╭─ Provided material
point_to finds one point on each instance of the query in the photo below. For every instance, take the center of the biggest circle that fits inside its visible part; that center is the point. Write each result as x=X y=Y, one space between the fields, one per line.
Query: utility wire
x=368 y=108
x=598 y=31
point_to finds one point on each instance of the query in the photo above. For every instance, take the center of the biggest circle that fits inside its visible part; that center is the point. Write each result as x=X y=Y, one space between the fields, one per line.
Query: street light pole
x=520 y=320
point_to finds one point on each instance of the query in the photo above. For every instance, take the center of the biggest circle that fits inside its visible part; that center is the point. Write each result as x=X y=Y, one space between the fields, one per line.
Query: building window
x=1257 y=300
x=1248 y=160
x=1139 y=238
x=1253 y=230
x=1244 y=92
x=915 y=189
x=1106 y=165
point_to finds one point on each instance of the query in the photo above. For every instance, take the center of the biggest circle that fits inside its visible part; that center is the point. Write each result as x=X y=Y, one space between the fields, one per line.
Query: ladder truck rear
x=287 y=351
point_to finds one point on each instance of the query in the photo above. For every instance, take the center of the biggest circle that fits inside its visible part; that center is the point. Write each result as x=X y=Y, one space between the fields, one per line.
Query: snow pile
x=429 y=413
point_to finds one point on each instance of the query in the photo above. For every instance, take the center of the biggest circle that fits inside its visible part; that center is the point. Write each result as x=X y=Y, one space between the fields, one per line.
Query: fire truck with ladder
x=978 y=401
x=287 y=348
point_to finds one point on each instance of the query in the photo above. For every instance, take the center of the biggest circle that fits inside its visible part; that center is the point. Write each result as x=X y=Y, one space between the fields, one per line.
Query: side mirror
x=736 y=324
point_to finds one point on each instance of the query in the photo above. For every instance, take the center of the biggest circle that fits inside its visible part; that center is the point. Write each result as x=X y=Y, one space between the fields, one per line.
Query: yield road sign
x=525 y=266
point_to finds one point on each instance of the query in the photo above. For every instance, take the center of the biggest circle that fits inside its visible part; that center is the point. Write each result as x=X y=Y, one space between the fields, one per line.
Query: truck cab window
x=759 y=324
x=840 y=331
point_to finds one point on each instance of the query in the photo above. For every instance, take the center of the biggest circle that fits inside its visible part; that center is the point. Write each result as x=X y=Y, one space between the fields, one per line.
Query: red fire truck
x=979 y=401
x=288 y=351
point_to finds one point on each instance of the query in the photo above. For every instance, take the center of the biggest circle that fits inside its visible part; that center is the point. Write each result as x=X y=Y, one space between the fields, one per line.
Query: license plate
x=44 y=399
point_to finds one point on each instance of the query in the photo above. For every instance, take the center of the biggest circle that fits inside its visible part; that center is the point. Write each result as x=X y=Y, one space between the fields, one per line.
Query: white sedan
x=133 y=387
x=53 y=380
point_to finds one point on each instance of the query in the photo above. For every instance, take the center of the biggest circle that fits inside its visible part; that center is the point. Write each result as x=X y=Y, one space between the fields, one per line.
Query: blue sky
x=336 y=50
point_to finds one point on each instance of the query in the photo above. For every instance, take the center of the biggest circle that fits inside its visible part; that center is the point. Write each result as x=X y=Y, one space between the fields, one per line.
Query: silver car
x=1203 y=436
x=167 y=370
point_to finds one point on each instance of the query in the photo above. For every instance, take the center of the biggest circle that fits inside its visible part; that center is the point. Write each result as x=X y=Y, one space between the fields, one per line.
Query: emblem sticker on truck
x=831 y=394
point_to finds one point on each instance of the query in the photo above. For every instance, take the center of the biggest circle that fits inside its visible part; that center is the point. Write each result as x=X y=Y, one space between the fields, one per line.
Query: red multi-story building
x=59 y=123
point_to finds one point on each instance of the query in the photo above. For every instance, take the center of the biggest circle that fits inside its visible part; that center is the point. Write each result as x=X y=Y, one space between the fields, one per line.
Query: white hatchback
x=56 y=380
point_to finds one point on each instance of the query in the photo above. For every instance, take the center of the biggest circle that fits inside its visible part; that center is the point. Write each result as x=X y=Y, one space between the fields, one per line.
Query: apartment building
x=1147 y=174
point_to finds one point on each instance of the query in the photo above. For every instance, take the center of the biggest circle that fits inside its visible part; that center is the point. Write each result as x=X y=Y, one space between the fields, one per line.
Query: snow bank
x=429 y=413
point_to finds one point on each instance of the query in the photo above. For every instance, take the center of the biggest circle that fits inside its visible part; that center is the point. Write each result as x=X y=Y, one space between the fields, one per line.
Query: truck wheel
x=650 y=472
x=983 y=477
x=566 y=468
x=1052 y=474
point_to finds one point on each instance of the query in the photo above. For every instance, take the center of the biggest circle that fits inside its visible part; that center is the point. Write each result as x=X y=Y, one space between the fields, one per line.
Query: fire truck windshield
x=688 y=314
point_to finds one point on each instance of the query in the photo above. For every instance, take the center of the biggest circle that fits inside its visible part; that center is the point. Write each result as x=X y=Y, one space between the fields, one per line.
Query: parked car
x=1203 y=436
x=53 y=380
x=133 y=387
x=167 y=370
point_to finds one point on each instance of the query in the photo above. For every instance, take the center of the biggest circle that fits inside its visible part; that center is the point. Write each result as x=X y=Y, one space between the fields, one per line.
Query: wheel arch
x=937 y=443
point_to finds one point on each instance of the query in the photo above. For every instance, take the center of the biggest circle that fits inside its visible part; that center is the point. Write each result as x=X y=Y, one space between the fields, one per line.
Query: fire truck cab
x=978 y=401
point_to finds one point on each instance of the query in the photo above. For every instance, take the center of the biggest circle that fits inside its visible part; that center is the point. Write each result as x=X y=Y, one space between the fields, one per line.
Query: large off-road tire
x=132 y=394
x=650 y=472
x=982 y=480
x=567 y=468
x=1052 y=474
╰─
• _Work to do_: The entries above must be returned exactly.

• _Task solution_:
point_to finds one point on each instance of the query in the photo below. For every instance, take the center of the biggest circle that fits inside its visible part; that center is the point. Write each result as x=X y=Y, one space between the fields, one per line.
Query: utility wire
x=368 y=108
x=598 y=31
point_to finds one point on each instance of the query in the photo above. For every instance, take the center of the biggest circle that fits inside its visible part; that center is the point. Write each result as x=X y=Y, one space between the fields, one per line.
Query: street light pole
x=520 y=320
point_to finds one point on each instance of the query in the photo above. For every instance, take the center of the biggest circle that fits inside its visible part; that center is the point. Write each result as x=X y=Y, one space between the fields, one per line.
Query: building window
x=1257 y=300
x=1248 y=160
x=1139 y=238
x=1253 y=230
x=1244 y=92
x=915 y=189
x=1106 y=165
point_to finds one point on each instance of the query in the photo above. For every instance, take the center of the biggest circle that fits inside its visible part; that center is the point. Write each result as x=X y=Y, one space between the fields, one per line.
Query: ladder truck rear
x=287 y=351
point_to finds one point on each instance of the query in the photo above. For every instance, take the center of the biggest circle that fits inside its visible part; that center is the point. Write each result as x=X y=Y, one space between the fields, one per line.
Query: snow pile
x=429 y=413
point_to finds one point on each instance of the query in the photo above. For every instance, take the center of the biggest circle that fits inside its visible part; that center is the point. Write each result as x=X y=Y, one space between the fields, one per line.
Query: fire truck with ladder
x=978 y=401
x=287 y=348
point_to finds one point on each instance of the query in the photo above. For every instance, take the center of the biggest circle that fits inside its visible part; that center is the point. Write each result as x=X y=Y, one space between the fields, one per line.
Query: side mirror
x=736 y=324
point_to finds one point on each instance of the query in the photo above. For every instance, take the center of the biggest circle that fits inside its visible part; that center is the point. Write each result as x=X y=Y, one space between the fields, one per line.
Query: yield road sign
x=525 y=266
point_to finds one point on each instance of the query in the photo above. For every instance, take the center of the biggest circle that fits inside its visible part; that center is the point. Write each result as x=X y=Y, one space between the fields, one per line.
Query: truck cab window
x=759 y=324
x=840 y=331
point_to finds one point on each instance of the query in the photo above. For every instance, take the center of the biggest circle that fits inside its visible part; that center is the point. Write each result as x=X y=Y, one space between the fields, one per line.
Query: red fire truck
x=979 y=401
x=288 y=351
point_to finds one point on each instance of the query in the photo above. For every instance, take the center of the biggest circle that fits inside its visible part; that center is the point. Write each result as x=X y=Y, one space between the fields, one per line.
Query: license plate
x=44 y=399
point_to finds one point on each instance of the query in the photo above. For every instance, take the center of the biggest circle that fits inside its visible part; that center is the point. Write each result as x=X y=Y, one space between the fields, one per line.
Query: white sedan
x=133 y=387
x=53 y=380
point_to finds one point on each instance of the query in the photo above. For every instance, take the center of the biggest circle that fits inside its visible part; that center is the point. Write each result as x=X y=Y, one space between the fields, one per line.
Query: blue sky
x=336 y=50
point_to finds one point on each instance of the query in the photo above. For every instance, take the center of the biggest circle that fits inside its visible part; that center is the point. Write each result as x=X y=Y, one space between the fields, one per line.
Query: silver car
x=1203 y=436
x=167 y=370
point_to finds one point on each instance of the query in the photo above. For every instance, take the center of the biggest circle that fits inside its visible part; that center is the point. Write each result as x=X y=Y, one space between the fields, one per line.
Query: emblem sticker on truck
x=831 y=394
point_to finds one point on each instance of the query in the photo above. For every instance, take the center of the biggest circle that fits inside its visible part; that center is the point. Write each result as x=X y=Y, one space between the fields, one per line.
Query: red multi-story building
x=59 y=123
point_to finds one point on each instance of the query in the photo above. For every instance, take the center of the biggest circle that fits inside its visible part; that center is the point. Write each result as x=X y=Y, one space between the fields, one per line.
Query: white hatchback
x=56 y=380
point_to finds one point on each instance of the query in the photo above. For every instance, take the center of the biggest circle that fits inside its visible part; that center is the point. Write each result as x=X y=Y, one space between the fields, one per line.
Query: apartment building
x=1147 y=174
point_to finds one point on each instance of the query in the photo above. For every instance, take the center of the biggest circle that fits inside its visible part; that center is the point. Write each result as x=X y=Y, one space between the fields, one per line.
Query: snow bank
x=429 y=413
point_to finds one point on each instance of the query in the photo above. For every instance, take the center of the biggest circle that fits inside its visible part; that center is the point. Write each result as x=X y=Y, one space between the fields, one per line.
Query: truck wheel
x=650 y=472
x=983 y=477
x=566 y=468
x=1052 y=474
point_to finds one point on each instance of the query in the photo above. For every instance, take the center of the biggest circle that fits inside its visible part; that center is the point. Write each result as x=X y=Y, one space between the fields, one per line.
Query: fire truck windshield
x=688 y=314
point_to finds one point on each instance of the query in the photo above. For every instance, take the center of the biggest circle that fits inside its visible part; that center is the point. Write each result as x=X y=Y, one space between the fields, one per line.
Query: parked car
x=1203 y=436
x=53 y=380
x=133 y=387
x=167 y=370
point_to finds one point on each instance of the query in the photo above. For every instance, take the center of the biggest circle that fits inside its visible part; that center is the point. Write each result as x=X y=Y, one space between the fields, one per line.
Query: wheel arch
x=937 y=443
point_to finds one point on each instance of the query in the photo above. For every instance, take the center of the biggest circle that fits inside its visible part; that center is the point. Write each result as x=X y=Y, one space between the fields, one per line.
Query: fire truck cab
x=978 y=401
point_to finds one point on each instance of the query in the photo above. For every instance, take the center of the biggest circle that fits inside its visible part; that center is the point. Write each result as x=X y=Y, one space between the fields, one per line.
Query: large off-road tire
x=132 y=394
x=650 y=472
x=982 y=480
x=567 y=468
x=1052 y=474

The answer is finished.